That's because of the possibility of dangerous mudslides.
One resident who returned to check on her home? Former Vice President Kamala Harris.
HARRIS: We are some of the lucky ones. Our home is still standing.
Harris and former President Joe Biden visited the region on Monday night after President Trump's inauguration.
Winter weather » Meanwhile, along the Gulf Coast, a winter front is covering much of the south with a rare blanket of snow.
One New Orleans resident said Tuesday:
RESIDENT: I just had to get out and experience it because we don't ever get snows like this. Hardly ever. And it's just so beautiful. And the dogs, the dogs wanted to get out here and play in it. It makes you feel like a kid again.
But it’s not all fun and games. The winter weather has shut down highways in the area and grounded nearly all flights. Houston Mayor John Whitmire:
WHITMIRE: We think maybe the freezing temperatures will never get above freezing until probably thursday. This is a serious arctic blast. It's dangerous.
The storm has prompted the first ever blizzard warnings for several coastal counties near the Texas-Louisiana border.
Winter weather is slamming much of the eastern United States right now. Residents around Boston are digging out from about 5 inches of snow.
I'm Kent Covington.
Straight ahead: the president has been busy, signing more than 40 executive orders on day one. Plus, remembering the last great German offensive of World War II.
This is The World and Everything in It.
LINDSAY MAST, HOST: It’s Wednesday the 22nd of January.
Glad to have you along for today’s edition of The World and Everything in It. Good morning, I’m Lindsay Mast.

·····

**Directive**
Please write the next part of the news transcript, picking up after its last line. The listing that comes next has nothing to do with this news transcript.

**Dataset excerpts**

·····

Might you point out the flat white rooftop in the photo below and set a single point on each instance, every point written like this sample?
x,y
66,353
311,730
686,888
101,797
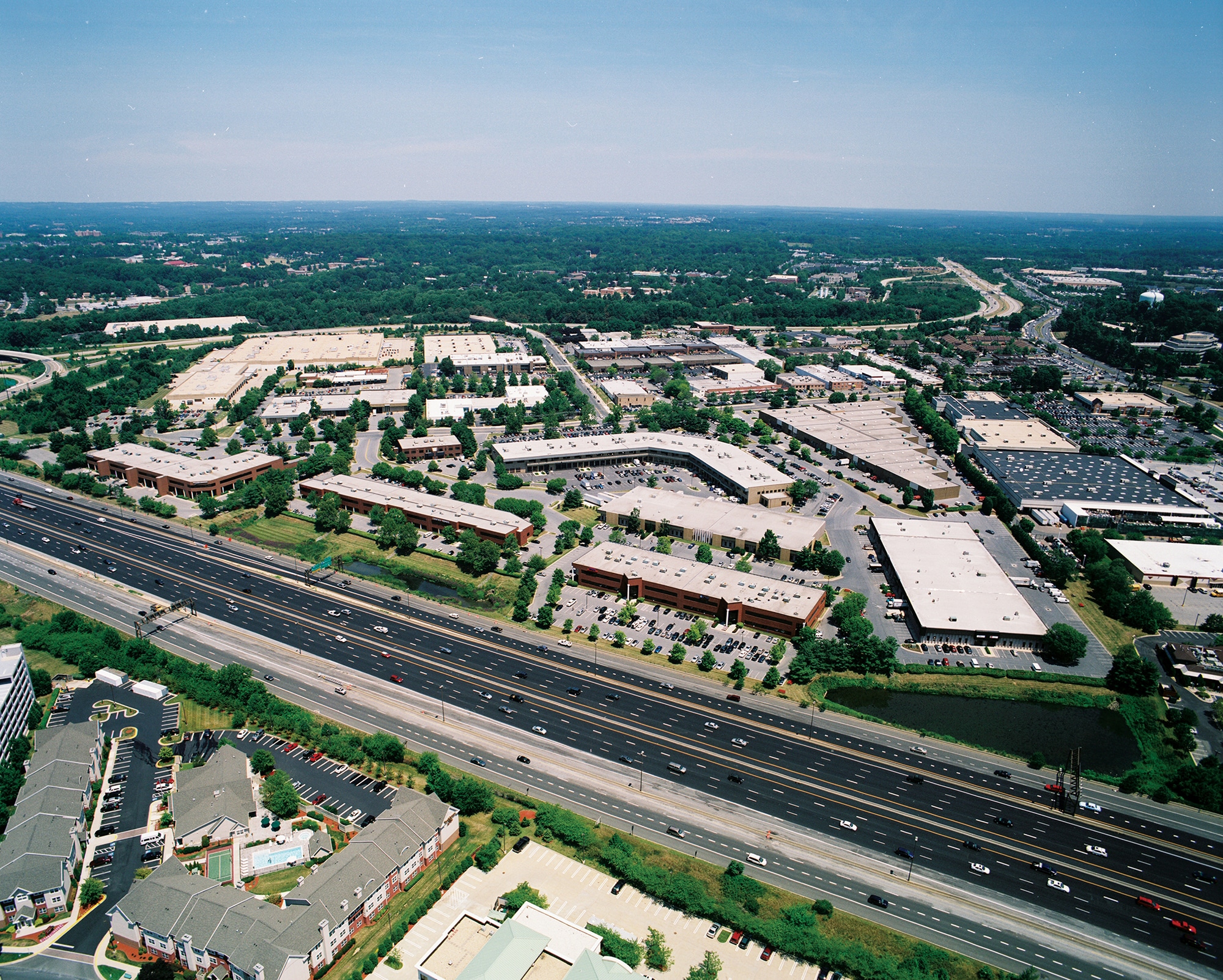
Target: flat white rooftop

·····

**Exercise response**
MYRNA BROWN, HOST: And I’m Myrna Brown..
Time now for Washington Wednesday.
President Trump got to work right away after his second Inauguration signing 115 personnel appointments and 42 executive orders on Monday. Those orders address significant issues for American energy, immigration policy, and government bureaucracy.
MAST: Washington Bureau Reporter Leo Briceno now on how the executive orders work and what they aim to accomplish.
LEO BRICENO: While President Trump is waiting on Congress to send bills to his desk to sign into law, he’s not waiting to take action on his agenda.
DODDS: The American people have become attuned to the power of executive orders. And with Trump, the promise of doing so much so early unilaterally has become a thing, a prominent thing in the way that I think it has not been for most other recent presidents.
That’s Graham Dodds, professor of political science at Concordia University, who has studied the use of executive actions in past administrations. He believes that power is the path of least resistance to enacting changes for incoming presidents.
DODDS: It is legally binding, you don't need Congress, and it can be an attractive means to many different ends. Having said that though, most presidents would rather have a law, because laws tend to last longer than executive orders. Executive orders can be overturned by courts, they can be reversed by Congress, and they can be reversed by future presidents.
In 2017, President Trump reversed many of President Barack Obama’s executive actions, and implemented his own. When President Joe Biden took office, he undid many of Trump’s orders. And now, Trump’s Day One executive actions continue the trend.
DODDS: So there are a number of these sort of policy areas that flip-flop depending on which party takes over.
Trump’s first batch of executive orders replaced policies from the Biden Administration, particularly policies on energy.
STERN: I know people in the mining industry who will tell you about mining projects that have quite literally been in the process for 35 years.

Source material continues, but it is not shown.